### WHAT THE TASK ASKS
Below are the entries. Transcribe exactly the lines from the one with "positive clicks: (469, 76) (486, 75)" through the one with "box: [218, 105, 237, 123]", ends included, and leave out all others.

### EXERCISE DATA
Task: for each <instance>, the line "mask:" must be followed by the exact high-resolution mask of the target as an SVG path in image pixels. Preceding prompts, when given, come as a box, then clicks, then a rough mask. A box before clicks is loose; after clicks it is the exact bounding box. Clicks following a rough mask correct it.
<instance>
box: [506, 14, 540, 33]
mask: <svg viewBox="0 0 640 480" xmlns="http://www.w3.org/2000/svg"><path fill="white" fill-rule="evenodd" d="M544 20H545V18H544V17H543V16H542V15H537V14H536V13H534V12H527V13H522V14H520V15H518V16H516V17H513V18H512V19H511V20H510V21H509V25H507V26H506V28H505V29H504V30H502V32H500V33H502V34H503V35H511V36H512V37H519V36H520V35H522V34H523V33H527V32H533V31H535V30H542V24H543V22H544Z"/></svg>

...

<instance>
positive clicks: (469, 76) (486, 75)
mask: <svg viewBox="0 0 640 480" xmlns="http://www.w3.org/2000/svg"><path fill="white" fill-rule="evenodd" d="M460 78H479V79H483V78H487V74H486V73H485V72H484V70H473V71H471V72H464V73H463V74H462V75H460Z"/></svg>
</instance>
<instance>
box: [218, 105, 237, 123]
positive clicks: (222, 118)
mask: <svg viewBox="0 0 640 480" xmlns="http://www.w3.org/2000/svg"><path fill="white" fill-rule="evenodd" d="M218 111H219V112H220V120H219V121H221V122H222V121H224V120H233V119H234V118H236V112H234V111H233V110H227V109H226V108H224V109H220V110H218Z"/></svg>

### EXERCISE SOLUTION
positive clicks: (469, 76) (486, 75)
mask: <svg viewBox="0 0 640 480" xmlns="http://www.w3.org/2000/svg"><path fill="white" fill-rule="evenodd" d="M460 78H479V79H483V78H487V74H486V73H485V72H484V70H473V71H471V72H464V73H463V74H462V75H460Z"/></svg>
</instance>
<instance>
box: [218, 105, 237, 123]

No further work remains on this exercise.